**ABOUT THIS TASK**.
Could you return every line of the records below that contains the word "snowdrops"?

**STUDY MATERIAL**.

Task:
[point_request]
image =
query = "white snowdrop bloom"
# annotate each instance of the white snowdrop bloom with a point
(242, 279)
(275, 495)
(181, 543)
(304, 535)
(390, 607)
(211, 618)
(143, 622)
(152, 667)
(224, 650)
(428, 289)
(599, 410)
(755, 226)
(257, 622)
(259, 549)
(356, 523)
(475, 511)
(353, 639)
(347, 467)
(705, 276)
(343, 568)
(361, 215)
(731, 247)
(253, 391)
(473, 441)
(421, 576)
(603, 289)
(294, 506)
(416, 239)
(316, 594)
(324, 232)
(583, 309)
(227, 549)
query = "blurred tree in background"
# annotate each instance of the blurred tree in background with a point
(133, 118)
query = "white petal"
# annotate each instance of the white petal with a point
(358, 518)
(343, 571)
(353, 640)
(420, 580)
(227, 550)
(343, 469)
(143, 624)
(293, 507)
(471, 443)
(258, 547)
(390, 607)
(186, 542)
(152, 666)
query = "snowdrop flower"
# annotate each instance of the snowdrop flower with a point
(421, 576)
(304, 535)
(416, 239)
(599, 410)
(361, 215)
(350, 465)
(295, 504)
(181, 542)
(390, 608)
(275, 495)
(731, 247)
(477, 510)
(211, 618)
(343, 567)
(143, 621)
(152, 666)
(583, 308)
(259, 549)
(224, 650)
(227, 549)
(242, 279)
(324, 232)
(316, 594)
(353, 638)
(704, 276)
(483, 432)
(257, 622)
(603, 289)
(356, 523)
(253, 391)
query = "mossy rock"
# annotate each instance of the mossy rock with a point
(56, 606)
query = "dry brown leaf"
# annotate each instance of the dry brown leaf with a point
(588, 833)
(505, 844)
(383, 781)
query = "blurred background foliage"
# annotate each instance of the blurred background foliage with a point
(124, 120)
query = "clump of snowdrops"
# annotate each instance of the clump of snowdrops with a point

**RESULT BELOW**.
query = "clump of snowdrops"
# annotate each instance of the clump of snowdrops with a point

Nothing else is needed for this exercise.